Stated goal: Recast each line of the items below as an entry in a numbered list, omitting any blank lines.

## begin Extracted records

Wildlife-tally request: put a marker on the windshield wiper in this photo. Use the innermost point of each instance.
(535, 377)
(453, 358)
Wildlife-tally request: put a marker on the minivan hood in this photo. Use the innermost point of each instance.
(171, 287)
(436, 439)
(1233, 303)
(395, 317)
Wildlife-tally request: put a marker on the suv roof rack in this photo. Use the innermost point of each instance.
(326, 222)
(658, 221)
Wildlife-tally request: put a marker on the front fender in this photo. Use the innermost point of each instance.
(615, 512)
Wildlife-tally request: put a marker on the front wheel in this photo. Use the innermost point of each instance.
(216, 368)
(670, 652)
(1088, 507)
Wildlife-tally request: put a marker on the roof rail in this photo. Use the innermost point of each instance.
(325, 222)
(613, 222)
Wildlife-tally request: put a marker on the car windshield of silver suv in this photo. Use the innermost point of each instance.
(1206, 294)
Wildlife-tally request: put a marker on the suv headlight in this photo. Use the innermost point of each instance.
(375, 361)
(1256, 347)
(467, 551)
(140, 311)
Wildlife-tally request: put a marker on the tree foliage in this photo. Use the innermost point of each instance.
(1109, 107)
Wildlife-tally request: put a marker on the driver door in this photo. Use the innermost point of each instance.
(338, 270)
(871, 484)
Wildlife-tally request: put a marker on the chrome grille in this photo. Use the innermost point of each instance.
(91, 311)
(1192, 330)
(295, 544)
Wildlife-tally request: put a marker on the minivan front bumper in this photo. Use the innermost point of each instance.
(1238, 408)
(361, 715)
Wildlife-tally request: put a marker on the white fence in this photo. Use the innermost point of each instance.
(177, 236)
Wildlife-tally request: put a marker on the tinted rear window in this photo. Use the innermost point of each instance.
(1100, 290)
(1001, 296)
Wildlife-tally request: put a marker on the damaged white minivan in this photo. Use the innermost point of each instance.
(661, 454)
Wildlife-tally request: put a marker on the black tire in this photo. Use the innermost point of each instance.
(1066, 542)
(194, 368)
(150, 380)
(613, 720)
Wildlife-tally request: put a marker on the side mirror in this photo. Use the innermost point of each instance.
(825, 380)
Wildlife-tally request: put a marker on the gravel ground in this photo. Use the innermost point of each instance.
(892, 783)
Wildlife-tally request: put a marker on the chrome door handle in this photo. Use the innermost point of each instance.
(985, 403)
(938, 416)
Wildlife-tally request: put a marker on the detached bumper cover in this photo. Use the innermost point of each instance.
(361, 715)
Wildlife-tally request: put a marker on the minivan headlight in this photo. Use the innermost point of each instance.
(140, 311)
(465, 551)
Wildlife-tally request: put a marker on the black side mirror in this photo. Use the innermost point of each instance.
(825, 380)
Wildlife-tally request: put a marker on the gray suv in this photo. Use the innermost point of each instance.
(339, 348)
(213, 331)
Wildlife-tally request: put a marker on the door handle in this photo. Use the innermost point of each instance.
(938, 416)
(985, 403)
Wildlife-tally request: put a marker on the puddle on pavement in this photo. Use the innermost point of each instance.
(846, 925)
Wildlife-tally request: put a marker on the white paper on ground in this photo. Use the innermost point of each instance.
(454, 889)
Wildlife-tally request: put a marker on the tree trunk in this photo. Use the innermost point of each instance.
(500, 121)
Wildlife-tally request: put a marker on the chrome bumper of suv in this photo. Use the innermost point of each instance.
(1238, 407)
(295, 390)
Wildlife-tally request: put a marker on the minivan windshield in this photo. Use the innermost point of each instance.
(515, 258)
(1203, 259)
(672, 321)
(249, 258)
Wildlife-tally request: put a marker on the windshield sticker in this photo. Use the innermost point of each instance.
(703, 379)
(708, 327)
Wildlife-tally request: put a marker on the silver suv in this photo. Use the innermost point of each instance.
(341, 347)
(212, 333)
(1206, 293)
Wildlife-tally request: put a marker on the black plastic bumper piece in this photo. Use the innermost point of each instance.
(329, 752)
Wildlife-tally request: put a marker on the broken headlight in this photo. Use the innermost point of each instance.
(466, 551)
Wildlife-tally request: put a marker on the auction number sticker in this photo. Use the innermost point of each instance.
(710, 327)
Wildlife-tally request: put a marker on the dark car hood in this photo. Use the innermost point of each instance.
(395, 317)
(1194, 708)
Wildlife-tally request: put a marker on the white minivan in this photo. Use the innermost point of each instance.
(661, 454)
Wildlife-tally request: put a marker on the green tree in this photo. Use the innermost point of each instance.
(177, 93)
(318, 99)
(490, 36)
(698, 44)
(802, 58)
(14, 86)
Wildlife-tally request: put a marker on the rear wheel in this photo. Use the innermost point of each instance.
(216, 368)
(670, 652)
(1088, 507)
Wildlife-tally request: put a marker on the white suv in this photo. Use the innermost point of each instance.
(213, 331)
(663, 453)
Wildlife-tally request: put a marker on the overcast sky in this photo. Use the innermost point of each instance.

## end Extracted records

Solution for this task:
1. Wildlife-tally request: put a marker on the windshield wiper in this photo. Use the innermost point of each instance.
2. (535, 377)
3. (453, 358)
4. Wildlife-tally request: put a marker on the minivan hood in this photo. Use the innermost point of each instance.
5. (171, 287)
6. (436, 439)
7. (1233, 303)
8. (395, 317)
9. Wildlife-tally request: put a marker on the suv roof rack in this photo. Use the innermost point of each instance.
10. (326, 222)
11. (658, 221)
12. Wildlife-tally request: put a marker on the front fender in this photo. Use the innermost point of each instance.
13. (615, 512)
14. Wildlife-tally request: put a marker on the front wheel in this photo. Use the innermost point of each instance.
15. (216, 368)
16. (670, 652)
17. (1088, 507)
18. Wildlife-tally request: put a marker on the roof rail in this photo. Use the innermost point of each instance.
19. (325, 222)
20. (613, 222)
21. Wildlife-tally request: put a marker on the car windshield of silver suv in this photo. Use the innermost point of each instance.
22. (1206, 294)
23. Wildlife-tally request: put a marker on the suv headlight in this photo. Use the innermost point of each instance.
24. (375, 361)
25. (1256, 347)
26. (467, 551)
27. (140, 311)
28. Wildlife-tally request: put a marker on the tree foliage in this photo. Use the innermost point of each instance.
29. (1109, 107)
30. Wildlife-tally request: put a marker on the driver door in this photo. Use the innermost point of each instance.
31. (338, 270)
32. (871, 484)
33. Wildlife-tally request: put a marker on the chrome grille in this photo. Use the innermost point of each instance.
34. (91, 311)
35. (1192, 330)
36. (295, 544)
37. Wildlife-tally request: put a marker on the minivan front bumper in this photo. Use the innermost point of each instance.
38. (1238, 408)
39. (361, 715)
40. Wildlife-tally request: put a marker on the white fence in this photo. Use the innermost point of each instance.
41. (177, 236)
42. Wildlife-tally request: put a marker on the tinted rear window in this photo. Use the innermost point of each instance.
43. (1100, 290)
44. (1001, 296)
45. Wildlife-tally request: put a marker on the damaged white minivan in this photo. Use the innermost point of each instance.
46. (661, 454)
47. Wildlife-tally request: put a marker on the black tire in this photo. Use the innermost point of each instance.
48. (1066, 542)
49. (194, 368)
50. (150, 380)
51. (613, 720)
52. Wildlife-tally request: put a marker on the side mirror in this photo. Use the innermost point of each instance.
53. (825, 380)
54. Wildlife-tally request: put a marker on the gravel ground in this photo. Use the innermost point of each instance.
55. (892, 783)
56. Wildlife-tally request: put a marker on the chrome door handle in this photo. Use the innermost point of each instance.
57. (985, 403)
58. (938, 416)
59. Wildlife-tally request: put a marker on the detached bumper cover in this photo. Use the innermost point of each instance.
60. (361, 715)
61. Wildlife-tally request: put a marker on the minivan headlight in this photo. Use the innermost point of each instance.
62. (140, 311)
63. (465, 551)
64. Wildlife-tally request: put a marker on the black side mirror in this photo. Use the innermost point of each instance.
65. (825, 380)
66. Wildlife-tally request: put a marker on the gray suv in this photo. Use the innermost point of each instance.
67. (339, 348)
68. (213, 331)
69. Wildlife-tally request: put a marker on the door handle in this photo. Use the innermost point of each instance.
70. (938, 416)
71. (985, 403)
72. Wildlife-tally request: put a marker on the puddle on pavement in this photo. Use the innermost point of each instance.
73. (846, 925)
74. Wildlife-tally request: put a marker on the white paper on ground in this photo. Use the innermost point of each instance.
75. (454, 889)
76. Wildlife-tally request: put a marker on the tree trunk in this photo. Use the innermost point of each instance.
77. (500, 121)
78. Wildlife-tally request: put a marker on the chrome bumper of suv in this photo. Use the innermost point of each instance.
79. (1238, 407)
80. (295, 390)
81. Wildlife-tally request: put a marker on the minivan windshield in this photo. Use the innermost point of each instance.
82. (515, 258)
83. (1203, 259)
84. (672, 321)
85. (249, 258)
86. Wildlife-tally request: put a marker on the windshield sticker in this photo. Use the innermost point of each instance.
87. (703, 379)
88. (708, 327)
89. Wildlife-tally request: put a marker on the silver suv in this photo. Use the innermost point of each instance.
90. (341, 347)
91. (212, 333)
92. (1206, 293)
93. Wildlife-tally request: put a marker on the black plastic bumper piece in this photo. Use the innermost point of each instance.
94. (329, 752)
95. Wildlife-tally request: put a marker on the broken headlight in this photo. Use the innermost point of each instance.
96. (466, 551)
97. Wildlife-tally request: put a marker on the auction number sticker in this photo. Use the innermost point of each instance.
98. (710, 327)
99. Wildlife-tally request: put a marker on the dark car hood in this photo. Use the innermost point of each instance.
100. (395, 317)
101. (1194, 708)
102. Wildlife-tally request: put a marker on the white minivan in this photo. Use the innermost point of each instance.
103. (661, 454)
104. Wildlife-tally request: put a marker on the green tree in this photo. Use the innermost point of each instance.
105. (177, 93)
106. (318, 99)
107. (490, 36)
108. (698, 44)
109. (802, 58)
110. (14, 86)
111. Wildlife-tally request: put a marker on the rear wheel in this photo. Use the innermost point of each instance.
112. (216, 368)
113. (670, 652)
114. (1088, 507)
115. Wildlife-tally request: put a marker on the white suv in this photo. Use the innermost point of each instance.
116. (213, 331)
117. (663, 453)
118. Wildlife-tally request: put a marker on the overcast sky in this photo. Use the innermost point of each instance.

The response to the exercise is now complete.